SET TASK - Rescale everything from the start of the data down to the line containing "(1292, 205)", both ends included. Write out every line in that span, multiplying each coordinate in the answers by 1.6 and rounding to whole numbers (halves go up), and keep all other text unchanged.

PROVIDED INFORMATION -
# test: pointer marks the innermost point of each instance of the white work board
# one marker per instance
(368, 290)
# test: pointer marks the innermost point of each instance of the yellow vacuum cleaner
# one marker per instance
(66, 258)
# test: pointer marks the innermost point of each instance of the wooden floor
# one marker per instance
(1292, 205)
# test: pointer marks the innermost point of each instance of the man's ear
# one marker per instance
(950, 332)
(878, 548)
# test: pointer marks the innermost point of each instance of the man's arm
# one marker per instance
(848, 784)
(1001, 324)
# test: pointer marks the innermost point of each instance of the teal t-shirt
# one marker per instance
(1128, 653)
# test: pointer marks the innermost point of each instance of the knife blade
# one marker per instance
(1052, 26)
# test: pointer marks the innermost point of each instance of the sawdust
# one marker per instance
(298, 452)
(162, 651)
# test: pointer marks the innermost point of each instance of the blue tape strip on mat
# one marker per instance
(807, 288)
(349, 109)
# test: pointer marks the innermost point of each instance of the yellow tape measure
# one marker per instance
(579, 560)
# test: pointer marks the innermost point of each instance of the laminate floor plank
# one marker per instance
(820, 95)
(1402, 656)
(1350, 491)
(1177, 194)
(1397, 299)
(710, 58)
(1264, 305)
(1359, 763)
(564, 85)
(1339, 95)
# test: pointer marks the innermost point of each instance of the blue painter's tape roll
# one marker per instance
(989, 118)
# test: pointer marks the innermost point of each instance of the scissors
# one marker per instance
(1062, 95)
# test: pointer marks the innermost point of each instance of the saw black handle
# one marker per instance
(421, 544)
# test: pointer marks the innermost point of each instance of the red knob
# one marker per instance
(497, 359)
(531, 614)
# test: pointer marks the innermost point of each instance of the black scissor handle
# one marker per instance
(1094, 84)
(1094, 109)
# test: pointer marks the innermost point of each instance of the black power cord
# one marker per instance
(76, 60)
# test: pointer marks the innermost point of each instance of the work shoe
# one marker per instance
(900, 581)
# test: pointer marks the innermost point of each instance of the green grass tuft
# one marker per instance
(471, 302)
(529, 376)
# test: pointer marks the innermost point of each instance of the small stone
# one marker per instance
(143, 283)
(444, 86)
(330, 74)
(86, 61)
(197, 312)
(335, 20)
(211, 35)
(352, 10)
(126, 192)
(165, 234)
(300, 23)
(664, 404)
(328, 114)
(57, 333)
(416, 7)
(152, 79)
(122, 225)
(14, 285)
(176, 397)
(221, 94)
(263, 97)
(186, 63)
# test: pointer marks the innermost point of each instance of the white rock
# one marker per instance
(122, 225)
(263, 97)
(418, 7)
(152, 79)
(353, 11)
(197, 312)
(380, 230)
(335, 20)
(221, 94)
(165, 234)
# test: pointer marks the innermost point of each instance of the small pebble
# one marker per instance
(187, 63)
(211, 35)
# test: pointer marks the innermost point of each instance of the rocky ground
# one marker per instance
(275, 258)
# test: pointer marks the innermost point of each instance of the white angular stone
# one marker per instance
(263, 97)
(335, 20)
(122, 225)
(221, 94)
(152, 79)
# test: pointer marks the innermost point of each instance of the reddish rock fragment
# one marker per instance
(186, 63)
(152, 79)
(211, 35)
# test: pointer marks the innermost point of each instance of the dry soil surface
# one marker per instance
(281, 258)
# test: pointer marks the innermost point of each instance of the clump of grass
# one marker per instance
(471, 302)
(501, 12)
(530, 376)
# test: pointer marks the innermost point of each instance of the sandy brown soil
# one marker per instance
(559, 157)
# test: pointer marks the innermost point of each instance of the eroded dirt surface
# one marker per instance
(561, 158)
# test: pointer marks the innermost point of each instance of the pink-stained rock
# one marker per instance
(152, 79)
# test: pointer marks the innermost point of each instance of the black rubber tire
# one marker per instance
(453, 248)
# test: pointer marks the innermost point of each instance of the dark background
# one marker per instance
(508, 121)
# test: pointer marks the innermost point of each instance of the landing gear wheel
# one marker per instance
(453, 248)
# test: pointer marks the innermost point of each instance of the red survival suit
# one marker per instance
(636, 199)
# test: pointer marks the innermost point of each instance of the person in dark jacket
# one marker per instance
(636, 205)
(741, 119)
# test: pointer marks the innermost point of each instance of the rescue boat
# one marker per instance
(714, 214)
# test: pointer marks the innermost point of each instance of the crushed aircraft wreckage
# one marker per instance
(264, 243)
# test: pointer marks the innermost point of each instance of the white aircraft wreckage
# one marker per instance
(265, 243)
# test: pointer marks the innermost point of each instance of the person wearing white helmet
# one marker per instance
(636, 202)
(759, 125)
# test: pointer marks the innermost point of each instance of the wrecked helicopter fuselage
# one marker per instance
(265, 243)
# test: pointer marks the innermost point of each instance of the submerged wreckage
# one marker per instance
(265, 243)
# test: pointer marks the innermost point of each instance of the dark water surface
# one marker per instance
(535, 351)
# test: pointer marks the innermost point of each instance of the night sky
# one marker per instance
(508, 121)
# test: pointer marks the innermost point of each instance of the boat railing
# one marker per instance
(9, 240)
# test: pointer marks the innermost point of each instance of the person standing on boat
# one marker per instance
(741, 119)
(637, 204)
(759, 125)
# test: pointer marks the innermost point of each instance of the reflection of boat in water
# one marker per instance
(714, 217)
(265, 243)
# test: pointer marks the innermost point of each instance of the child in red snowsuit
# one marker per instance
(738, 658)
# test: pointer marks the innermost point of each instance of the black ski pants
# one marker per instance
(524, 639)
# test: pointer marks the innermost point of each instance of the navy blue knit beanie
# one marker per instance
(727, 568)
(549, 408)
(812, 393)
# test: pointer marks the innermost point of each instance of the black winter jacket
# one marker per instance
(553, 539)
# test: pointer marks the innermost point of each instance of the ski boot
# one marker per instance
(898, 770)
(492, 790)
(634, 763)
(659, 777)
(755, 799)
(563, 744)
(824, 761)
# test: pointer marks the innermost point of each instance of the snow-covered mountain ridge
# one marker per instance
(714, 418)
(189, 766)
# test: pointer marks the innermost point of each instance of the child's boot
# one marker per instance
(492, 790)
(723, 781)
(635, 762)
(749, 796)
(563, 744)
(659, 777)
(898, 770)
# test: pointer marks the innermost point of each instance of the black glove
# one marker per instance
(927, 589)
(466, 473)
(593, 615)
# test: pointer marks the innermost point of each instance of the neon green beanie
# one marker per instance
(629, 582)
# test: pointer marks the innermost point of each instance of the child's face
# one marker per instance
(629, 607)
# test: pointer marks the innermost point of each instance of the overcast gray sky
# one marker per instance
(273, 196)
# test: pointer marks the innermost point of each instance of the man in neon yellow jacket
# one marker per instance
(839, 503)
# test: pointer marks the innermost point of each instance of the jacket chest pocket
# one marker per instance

WRITTEN ANSWER -
# test: pointer marks the innermost point of each instance of the white work board
# one marker per instance
(589, 464)
# test: pointer marks the innermost point of each instance of the yellow vacuum cleaner
# one marker per instance
(106, 413)
# test: pointer marks the innermost point of each instance of the wooden floor
# one marker per instance
(2067, 328)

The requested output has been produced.